==== Input for this task
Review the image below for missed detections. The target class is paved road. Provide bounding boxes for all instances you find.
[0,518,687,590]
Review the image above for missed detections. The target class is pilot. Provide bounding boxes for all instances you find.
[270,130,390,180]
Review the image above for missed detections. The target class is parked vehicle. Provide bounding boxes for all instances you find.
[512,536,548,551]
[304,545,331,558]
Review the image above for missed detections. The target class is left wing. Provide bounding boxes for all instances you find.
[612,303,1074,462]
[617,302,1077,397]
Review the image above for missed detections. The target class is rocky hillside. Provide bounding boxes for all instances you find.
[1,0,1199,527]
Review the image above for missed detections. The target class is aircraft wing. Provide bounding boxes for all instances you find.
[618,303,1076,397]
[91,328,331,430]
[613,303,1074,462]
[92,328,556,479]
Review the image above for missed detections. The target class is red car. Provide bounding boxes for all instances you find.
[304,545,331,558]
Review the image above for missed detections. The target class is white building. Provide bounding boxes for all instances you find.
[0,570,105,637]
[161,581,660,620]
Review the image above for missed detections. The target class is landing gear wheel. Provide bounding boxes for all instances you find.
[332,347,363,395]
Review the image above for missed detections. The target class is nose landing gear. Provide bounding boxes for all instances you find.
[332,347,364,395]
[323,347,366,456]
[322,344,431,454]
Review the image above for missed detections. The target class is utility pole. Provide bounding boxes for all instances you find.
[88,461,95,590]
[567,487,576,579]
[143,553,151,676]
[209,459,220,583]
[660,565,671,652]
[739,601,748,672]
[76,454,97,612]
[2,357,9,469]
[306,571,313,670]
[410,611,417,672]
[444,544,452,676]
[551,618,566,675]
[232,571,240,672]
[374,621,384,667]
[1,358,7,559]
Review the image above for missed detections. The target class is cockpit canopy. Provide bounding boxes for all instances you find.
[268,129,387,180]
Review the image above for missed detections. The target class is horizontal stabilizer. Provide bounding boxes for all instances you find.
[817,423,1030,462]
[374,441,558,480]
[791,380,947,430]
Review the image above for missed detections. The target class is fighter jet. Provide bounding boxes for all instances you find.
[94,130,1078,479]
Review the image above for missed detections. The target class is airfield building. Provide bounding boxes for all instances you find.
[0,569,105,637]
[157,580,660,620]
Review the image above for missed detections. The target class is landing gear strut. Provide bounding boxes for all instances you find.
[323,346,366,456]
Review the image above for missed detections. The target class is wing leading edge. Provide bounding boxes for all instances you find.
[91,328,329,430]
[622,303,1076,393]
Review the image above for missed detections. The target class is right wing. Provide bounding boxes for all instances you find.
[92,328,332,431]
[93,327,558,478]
========
* Task goal: Without changing a word, write out each entry again.

* Task result:
Review the image below for missed detections. The target class is paved road. Provide bounding boxes for all instances you find.
[0,518,687,590]
Review the image above for missed detections. The target class is pilot. Provide bounding boxes for all instances you find.
[270,130,390,180]
Review the image above for missed detections. The target class is parked vehicle. Provide bounding boxes for all instances you find.
[512,536,548,551]
[304,545,331,558]
Review the image above for missed detections. The target class is left wing. Provide bounding boxes for all instances you find.
[612,303,1074,462]
[617,302,1077,397]
Review the image above for missed detections. The target class is rocky hillside. Provide bounding boxes for all instances you find.
[1,0,1199,527]
Review the image above for missed detections. The target class is aircraft wing. Provide bounding boxes for all instances you find.
[618,303,1076,397]
[91,328,331,430]
[613,303,1074,462]
[92,328,556,479]
Review the image above for missed detections. The target class is red car. Provide bounding boxes for all instances you find.
[304,545,331,558]
Review the image above for missed detections. The target class is white building. Provide bounding boxes for all instances you find.
[0,570,105,637]
[161,581,660,620]
Review the image above for missed detections. The target class is landing gear wheel. Provide bounding boxes for all instances you find.
[332,347,363,395]
Review the image above for missed detections. The target class is nose landing gear. Provide bounding boxes for all instances you find.
[332,347,364,395]
[323,347,366,456]
[322,344,431,454]
Review the image above for missed detections. The target class is utility pole. Provide bounding boxes for all instances you find.
[88,461,95,590]
[567,487,576,579]
[143,553,151,676]
[209,459,220,583]
[660,565,671,652]
[739,601,748,672]
[76,454,97,612]
[2,357,9,469]
[306,571,313,670]
[410,611,417,672]
[444,544,452,676]
[551,618,566,675]
[232,571,240,672]
[374,621,384,667]
[1,358,7,559]
Review the image above for missed detections. The target class is cockpit canopy. Provide bounding boxes for all instances you find.
[268,129,387,180]
Review the image above for missed detections. The target class is horizontal stabilizer. Provide bounding boxes for all instances you find.
[817,423,1030,462]
[374,441,558,480]
[791,380,947,430]
Review the image above for missed detections. The target class is fighter jet. Provide bounding boxes for all instances you find.
[94,130,1078,479]
Review the image above for missed detections. The target class is airfield building. Provide bounding boxes for all instances you find.
[0,569,105,637]
[157,580,660,620]
Review the image above for missed detections. The target class is landing gear strut. Provide bounding boxes for all instances you find.
[323,346,366,456]
Review the image above for missed detections. The target class is wing leading edge. Provide bounding boxes for all instances you find.
[91,328,329,430]
[622,303,1076,393]
Review the image above for missed detections. The target class is right wing. Provide bounding boxes for all instances you find.
[92,328,332,431]
[93,327,558,478]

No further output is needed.